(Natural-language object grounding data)

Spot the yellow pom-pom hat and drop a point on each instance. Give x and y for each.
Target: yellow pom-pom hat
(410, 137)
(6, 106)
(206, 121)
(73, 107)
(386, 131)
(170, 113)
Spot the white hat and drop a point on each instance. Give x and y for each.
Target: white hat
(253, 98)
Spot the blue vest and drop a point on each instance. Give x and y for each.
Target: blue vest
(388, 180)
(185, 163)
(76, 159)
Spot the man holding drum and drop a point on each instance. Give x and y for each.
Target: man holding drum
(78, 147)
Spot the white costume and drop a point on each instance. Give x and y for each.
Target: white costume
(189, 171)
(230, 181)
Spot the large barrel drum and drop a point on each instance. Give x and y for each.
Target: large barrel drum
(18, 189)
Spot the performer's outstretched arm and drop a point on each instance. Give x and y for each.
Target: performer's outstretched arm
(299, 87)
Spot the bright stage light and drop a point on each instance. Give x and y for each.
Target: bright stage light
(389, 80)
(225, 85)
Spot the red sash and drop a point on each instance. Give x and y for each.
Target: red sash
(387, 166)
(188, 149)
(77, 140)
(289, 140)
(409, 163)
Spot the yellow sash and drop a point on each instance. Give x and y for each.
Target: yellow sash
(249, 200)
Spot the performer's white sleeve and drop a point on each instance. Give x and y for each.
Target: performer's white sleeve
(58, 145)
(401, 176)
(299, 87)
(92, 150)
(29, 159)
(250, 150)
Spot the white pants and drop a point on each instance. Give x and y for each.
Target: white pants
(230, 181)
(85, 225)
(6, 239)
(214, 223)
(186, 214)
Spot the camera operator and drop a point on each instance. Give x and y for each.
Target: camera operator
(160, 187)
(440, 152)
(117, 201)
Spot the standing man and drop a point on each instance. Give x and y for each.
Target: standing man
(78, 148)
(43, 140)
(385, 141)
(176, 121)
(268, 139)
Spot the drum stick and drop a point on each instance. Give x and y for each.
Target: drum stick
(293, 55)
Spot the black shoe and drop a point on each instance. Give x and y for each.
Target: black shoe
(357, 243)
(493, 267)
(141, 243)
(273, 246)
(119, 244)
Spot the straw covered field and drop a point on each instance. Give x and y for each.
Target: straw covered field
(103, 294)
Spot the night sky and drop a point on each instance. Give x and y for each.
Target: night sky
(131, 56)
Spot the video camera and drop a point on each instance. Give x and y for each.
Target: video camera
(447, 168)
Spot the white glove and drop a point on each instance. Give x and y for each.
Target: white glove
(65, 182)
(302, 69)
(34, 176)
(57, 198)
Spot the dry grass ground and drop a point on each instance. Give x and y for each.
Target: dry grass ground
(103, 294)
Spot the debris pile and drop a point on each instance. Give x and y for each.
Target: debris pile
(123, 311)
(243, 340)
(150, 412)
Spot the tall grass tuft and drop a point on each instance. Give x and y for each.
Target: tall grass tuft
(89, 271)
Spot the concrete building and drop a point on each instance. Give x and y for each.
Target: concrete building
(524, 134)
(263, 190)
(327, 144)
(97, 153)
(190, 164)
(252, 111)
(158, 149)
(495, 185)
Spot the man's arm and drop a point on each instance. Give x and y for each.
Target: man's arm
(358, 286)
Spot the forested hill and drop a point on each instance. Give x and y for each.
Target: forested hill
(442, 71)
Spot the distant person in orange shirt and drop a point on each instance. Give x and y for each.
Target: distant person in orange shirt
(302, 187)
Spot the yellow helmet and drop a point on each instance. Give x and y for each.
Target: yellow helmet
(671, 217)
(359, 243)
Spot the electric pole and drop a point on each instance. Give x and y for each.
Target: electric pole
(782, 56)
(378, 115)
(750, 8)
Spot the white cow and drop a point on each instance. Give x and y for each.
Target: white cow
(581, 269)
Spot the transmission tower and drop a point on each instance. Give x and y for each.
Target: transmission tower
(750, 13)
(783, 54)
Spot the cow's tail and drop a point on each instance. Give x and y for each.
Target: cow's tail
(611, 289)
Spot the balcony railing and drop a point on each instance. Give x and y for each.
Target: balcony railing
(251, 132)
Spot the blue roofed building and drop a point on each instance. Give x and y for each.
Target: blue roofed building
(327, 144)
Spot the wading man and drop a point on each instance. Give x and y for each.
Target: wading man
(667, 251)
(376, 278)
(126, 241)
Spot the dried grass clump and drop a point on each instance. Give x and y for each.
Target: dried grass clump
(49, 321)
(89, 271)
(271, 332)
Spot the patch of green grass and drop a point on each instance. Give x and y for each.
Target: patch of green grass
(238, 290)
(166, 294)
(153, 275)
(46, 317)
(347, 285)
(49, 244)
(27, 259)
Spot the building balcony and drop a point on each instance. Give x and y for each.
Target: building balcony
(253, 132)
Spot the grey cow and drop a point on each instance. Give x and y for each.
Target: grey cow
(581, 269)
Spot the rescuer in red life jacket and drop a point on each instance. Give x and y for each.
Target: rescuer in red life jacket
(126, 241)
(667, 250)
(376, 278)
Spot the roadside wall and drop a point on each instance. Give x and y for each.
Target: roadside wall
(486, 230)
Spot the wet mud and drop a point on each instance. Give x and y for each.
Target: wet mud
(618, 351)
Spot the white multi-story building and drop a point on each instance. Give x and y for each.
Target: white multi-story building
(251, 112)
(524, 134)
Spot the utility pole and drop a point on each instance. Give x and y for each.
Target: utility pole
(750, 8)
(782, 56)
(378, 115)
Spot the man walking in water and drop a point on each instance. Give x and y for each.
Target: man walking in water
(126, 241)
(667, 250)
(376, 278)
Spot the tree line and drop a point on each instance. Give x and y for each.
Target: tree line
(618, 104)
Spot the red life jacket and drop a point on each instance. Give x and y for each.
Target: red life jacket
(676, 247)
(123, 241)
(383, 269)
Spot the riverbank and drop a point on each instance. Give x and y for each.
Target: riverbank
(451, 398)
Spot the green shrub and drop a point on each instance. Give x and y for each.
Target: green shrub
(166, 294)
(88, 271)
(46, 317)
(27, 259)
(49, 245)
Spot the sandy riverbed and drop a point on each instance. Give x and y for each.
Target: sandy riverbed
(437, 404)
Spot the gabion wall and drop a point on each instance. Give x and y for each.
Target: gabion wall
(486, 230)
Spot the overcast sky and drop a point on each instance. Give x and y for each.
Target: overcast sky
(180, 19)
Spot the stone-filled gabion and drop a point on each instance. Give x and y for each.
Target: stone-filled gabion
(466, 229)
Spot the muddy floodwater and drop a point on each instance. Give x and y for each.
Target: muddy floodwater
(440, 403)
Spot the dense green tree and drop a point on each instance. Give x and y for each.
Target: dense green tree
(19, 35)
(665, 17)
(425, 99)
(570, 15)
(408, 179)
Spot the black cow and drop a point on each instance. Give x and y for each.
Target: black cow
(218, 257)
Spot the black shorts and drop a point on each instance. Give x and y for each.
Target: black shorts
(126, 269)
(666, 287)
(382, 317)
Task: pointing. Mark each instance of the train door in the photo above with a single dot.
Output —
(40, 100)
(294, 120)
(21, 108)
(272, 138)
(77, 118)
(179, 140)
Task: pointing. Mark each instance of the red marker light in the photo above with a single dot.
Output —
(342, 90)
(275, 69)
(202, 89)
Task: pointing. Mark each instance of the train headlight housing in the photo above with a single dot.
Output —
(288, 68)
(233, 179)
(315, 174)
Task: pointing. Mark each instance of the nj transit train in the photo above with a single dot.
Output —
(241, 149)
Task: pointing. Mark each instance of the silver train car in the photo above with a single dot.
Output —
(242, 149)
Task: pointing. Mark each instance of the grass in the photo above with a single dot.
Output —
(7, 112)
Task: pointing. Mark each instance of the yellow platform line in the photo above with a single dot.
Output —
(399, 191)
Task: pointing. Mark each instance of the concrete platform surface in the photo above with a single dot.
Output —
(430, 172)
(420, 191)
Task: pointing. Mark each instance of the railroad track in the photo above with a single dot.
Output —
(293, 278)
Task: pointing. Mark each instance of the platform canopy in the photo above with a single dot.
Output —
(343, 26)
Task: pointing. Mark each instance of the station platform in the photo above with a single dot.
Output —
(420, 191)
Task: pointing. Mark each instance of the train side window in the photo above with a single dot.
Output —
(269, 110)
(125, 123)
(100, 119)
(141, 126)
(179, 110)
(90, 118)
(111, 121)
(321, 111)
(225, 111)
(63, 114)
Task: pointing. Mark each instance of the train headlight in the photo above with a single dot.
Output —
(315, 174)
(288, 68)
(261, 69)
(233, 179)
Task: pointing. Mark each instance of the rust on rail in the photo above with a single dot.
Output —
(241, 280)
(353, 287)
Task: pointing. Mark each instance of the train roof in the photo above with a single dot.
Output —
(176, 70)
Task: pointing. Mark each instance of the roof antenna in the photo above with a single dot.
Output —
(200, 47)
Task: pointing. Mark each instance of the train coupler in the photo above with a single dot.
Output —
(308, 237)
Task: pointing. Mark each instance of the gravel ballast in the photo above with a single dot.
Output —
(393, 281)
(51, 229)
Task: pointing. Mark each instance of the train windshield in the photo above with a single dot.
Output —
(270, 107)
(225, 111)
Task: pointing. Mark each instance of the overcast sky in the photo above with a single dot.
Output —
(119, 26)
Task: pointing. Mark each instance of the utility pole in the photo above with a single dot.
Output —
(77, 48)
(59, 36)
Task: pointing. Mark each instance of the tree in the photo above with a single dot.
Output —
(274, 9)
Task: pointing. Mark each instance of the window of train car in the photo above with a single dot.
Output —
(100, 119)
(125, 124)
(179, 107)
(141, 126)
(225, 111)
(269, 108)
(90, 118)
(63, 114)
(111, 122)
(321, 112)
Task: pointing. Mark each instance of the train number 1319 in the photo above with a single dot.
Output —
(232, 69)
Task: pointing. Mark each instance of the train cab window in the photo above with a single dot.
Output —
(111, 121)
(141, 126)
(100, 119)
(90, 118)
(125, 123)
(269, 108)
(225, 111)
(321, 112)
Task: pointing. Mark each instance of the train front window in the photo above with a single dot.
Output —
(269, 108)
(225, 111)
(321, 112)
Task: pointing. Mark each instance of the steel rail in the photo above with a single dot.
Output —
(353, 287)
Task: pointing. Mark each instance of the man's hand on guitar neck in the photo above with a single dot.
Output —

→ **Exercise**
Look through the entries above and quote exactly the lines from the line with "Target: man's arm" to the line with "Spot the transmission", counting both of those lines.

→ **Worked solution**
Target: man's arm
(358, 286)
Spot the forested hill and drop a point on each instance. Give x and y for each.
Target: forested hill
(442, 71)
Spot the distant person in orange shirt and drop a point on each instance. Give x and y for each.
Target: distant person in orange shirt
(302, 187)
Spot the yellow helmet and drop a point on each instance. Give x and y for each.
Target: yellow helmet
(671, 217)
(359, 243)
Spot the electric pole and drop a point on each instance. Give x and y for each.
Target: electric pole
(782, 56)
(378, 115)
(750, 8)
Spot the white cow and drop a point on each instance. Give x and y for each.
Target: white cow
(581, 269)
Spot the transmission tower and drop a point on each instance. Give x and y for each.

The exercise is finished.